What needs to be done:
Copy all of the records below word for word, but leave out the pictures.
— start of Records to use —
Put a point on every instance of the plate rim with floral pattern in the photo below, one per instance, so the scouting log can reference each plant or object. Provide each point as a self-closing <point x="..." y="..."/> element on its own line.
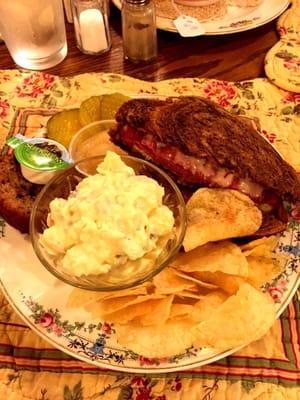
<point x="29" y="289"/>
<point x="254" y="17"/>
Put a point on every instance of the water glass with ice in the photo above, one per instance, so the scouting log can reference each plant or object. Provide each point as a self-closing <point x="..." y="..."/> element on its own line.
<point x="34" y="32"/>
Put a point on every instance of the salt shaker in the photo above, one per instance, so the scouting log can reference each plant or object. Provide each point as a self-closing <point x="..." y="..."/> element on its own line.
<point x="139" y="30"/>
<point x="91" y="26"/>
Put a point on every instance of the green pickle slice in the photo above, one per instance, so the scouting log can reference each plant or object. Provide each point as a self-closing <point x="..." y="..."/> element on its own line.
<point x="103" y="107"/>
<point x="63" y="126"/>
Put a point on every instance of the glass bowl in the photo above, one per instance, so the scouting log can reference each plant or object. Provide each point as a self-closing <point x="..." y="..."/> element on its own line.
<point x="120" y="277"/>
<point x="92" y="140"/>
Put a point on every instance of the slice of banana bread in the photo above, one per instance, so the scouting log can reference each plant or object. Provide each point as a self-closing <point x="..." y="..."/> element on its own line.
<point x="16" y="194"/>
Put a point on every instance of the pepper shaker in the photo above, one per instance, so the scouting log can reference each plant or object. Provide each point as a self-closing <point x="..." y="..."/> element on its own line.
<point x="139" y="30"/>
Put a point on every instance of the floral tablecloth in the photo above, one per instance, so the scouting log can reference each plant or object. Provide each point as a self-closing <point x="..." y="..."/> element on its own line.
<point x="30" y="368"/>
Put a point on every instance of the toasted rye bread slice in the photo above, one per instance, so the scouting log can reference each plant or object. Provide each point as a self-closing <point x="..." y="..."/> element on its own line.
<point x="200" y="128"/>
<point x="16" y="194"/>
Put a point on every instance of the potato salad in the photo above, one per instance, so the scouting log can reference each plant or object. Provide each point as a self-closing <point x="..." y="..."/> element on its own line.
<point x="112" y="217"/>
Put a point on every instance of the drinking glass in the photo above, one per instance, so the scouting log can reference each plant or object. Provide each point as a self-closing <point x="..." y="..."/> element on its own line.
<point x="34" y="32"/>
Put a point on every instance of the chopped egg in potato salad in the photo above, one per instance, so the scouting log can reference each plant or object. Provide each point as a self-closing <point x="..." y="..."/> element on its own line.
<point x="111" y="218"/>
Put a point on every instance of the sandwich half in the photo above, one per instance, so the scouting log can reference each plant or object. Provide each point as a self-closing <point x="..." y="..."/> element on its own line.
<point x="201" y="144"/>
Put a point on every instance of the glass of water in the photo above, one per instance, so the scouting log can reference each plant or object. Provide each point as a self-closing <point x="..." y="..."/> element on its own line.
<point x="34" y="32"/>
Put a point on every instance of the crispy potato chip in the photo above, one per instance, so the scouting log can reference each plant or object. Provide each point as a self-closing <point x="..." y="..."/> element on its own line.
<point x="241" y="319"/>
<point x="223" y="256"/>
<point x="149" y="312"/>
<point x="203" y="309"/>
<point x="168" y="282"/>
<point x="231" y="213"/>
<point x="229" y="283"/>
<point x="162" y="340"/>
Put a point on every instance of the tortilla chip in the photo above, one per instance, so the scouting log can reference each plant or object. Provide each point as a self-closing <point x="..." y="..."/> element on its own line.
<point x="82" y="298"/>
<point x="180" y="310"/>
<point x="224" y="256"/>
<point x="200" y="283"/>
<point x="168" y="282"/>
<point x="241" y="319"/>
<point x="150" y="311"/>
<point x="218" y="214"/>
<point x="159" y="312"/>
<point x="164" y="340"/>
<point x="203" y="309"/>
<point x="271" y="241"/>
<point x="110" y="306"/>
<point x="229" y="283"/>
<point x="262" y="270"/>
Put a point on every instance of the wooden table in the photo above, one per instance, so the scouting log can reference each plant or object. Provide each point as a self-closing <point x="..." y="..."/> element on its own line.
<point x="231" y="57"/>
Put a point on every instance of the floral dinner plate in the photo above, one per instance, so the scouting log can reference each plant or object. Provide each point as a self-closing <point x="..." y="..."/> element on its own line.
<point x="42" y="301"/>
<point x="236" y="20"/>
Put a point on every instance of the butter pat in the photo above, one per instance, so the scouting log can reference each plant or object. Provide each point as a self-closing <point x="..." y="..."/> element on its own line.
<point x="40" y="158"/>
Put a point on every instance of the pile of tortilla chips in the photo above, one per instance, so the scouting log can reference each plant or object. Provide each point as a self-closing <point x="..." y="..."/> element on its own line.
<point x="208" y="297"/>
— end of Records to use —
Result of this task:
Put a point on every instance of the plate rim with floral pattern in the photo below, one per instance, so the scouting log can reference each plant or object. Provide each point as a self-closing <point x="..." y="..."/> element on its own line.
<point x="29" y="289"/>
<point x="254" y="17"/>
Put a point on every instance of the water glass with ice in the photo above, one per instance, so the scouting log can reference each plant or object. Provide each point as a self-closing <point x="..." y="..."/> element on its own line.
<point x="34" y="32"/>
Put a point on every instance of the salt shaker in the photo above, one per instance, so the scouting log can reference each plant or object. Provide each point as a self-closing <point x="..." y="..."/> element on its own line.
<point x="139" y="30"/>
<point x="91" y="26"/>
Put a point on every instance of the green pickle slice in the photo above, one per instance, so the scouting log can reference each plant or object. Provide each point as a self-closing <point x="..." y="..."/> element on its own line.
<point x="103" y="107"/>
<point x="63" y="126"/>
Put a point on every instance of the glass bowl in the photo above, one per instance, so the scouting log can reference each plant or object. Provide each point as a self-closing <point x="..." y="..."/> element on its own line.
<point x="120" y="277"/>
<point x="92" y="140"/>
Put a point on every instance of the slice of banana bread in the photo above, one per instance, so the scouting log can reference each plant or object. Provide each point as a self-closing <point x="..." y="..."/> element on its own line.
<point x="16" y="194"/>
Put a point on every instance of the pepper shaker in the photo above, one per instance, so the scouting log can reference each plant or object. Provide each point as a self-closing <point x="..." y="..."/> element on its own line.
<point x="139" y="30"/>
Put a point on every instance of the floral tablecloth in the photo above, one per instance, so the scouting log can reference each plant or object. Provide each point as a self-closing <point x="..." y="..."/> element on its own line.
<point x="30" y="368"/>
Put a point on every instance of the toasted rye bread slice in the photo above, one per instance, so the scouting log can reference each plant or object. Provide each point as a self-closing <point x="..." y="..."/> element on its own line.
<point x="200" y="128"/>
<point x="16" y="194"/>
Put a point on every instance of the potato salad in the photo above, one per instance, so the scouting log can reference each plant or object. Provide each point as a self-closing <point x="..." y="..."/> element on its own line.
<point x="112" y="217"/>
Put a point on every instance of the drinking glass in the photo above, one per instance, so the scouting log can reference each plant or object. Provide each point as a self-closing <point x="..." y="..."/> element on its own line.
<point x="34" y="32"/>
Put a point on every instance of the chopped egg in potato salad in the photo above, one per instance, so the scouting log can reference each plant or object. Provide each point as a self-closing <point x="..." y="..."/> element on its own line.
<point x="111" y="218"/>
Put a point on every instance of the sandwich half in the photo above, one per instance, so the scouting log can reference each plant or object. Provide each point as a self-closing <point x="..." y="..."/> element on its own line.
<point x="201" y="144"/>
Put a point on every instance of the glass of water in the photo above, one per instance, so the scouting log can reference each plant or object. Provide each point as a self-closing <point x="..." y="..."/> element on its own line.
<point x="34" y="32"/>
Put a point on every instance of the crispy potato chip in the photo above, one per instance, so the scouting log can reference each plant or object. Provide each point as a self-closing <point x="..." y="..."/> element on its own line.
<point x="241" y="319"/>
<point x="223" y="256"/>
<point x="149" y="312"/>
<point x="203" y="309"/>
<point x="168" y="282"/>
<point x="231" y="213"/>
<point x="229" y="283"/>
<point x="162" y="340"/>
Put a point on every instance of the tortilla chip in the photo above, one per instance, so the scouting log can reference each plant or object. Provide each point as a self-closing <point x="..." y="..."/> element on its own line.
<point x="82" y="298"/>
<point x="180" y="310"/>
<point x="224" y="256"/>
<point x="200" y="283"/>
<point x="168" y="282"/>
<point x="241" y="319"/>
<point x="150" y="311"/>
<point x="218" y="214"/>
<point x="159" y="312"/>
<point x="164" y="340"/>
<point x="203" y="309"/>
<point x="271" y="241"/>
<point x="110" y="306"/>
<point x="229" y="283"/>
<point x="262" y="270"/>
Put a point on every instance of the wooden table in the photo above, one per instance, so the scouting log can reference each plant or object. Provide each point as a self-closing <point x="..." y="..."/> element on its own line.
<point x="231" y="57"/>
Put a point on every instance of the floral dinner plate in the photo above, one per instance, so the scouting log can reference each plant or object. Provide each point as a self-closing <point x="..." y="..."/> element on its own line.
<point x="42" y="301"/>
<point x="236" y="20"/>
Put a point on every instance of the butter pat in the photo above, one per instance, so the scouting log can reference each plant or object. Provide each point as a self-closing <point x="..." y="..."/> element on its own line.
<point x="40" y="158"/>
Put a point on every instance of the pile of tortilla chips in the photo above, one per instance, so the scouting log can reference each plant or object. Provide each point as a self-closing <point x="..." y="..."/> element on its own line.
<point x="208" y="297"/>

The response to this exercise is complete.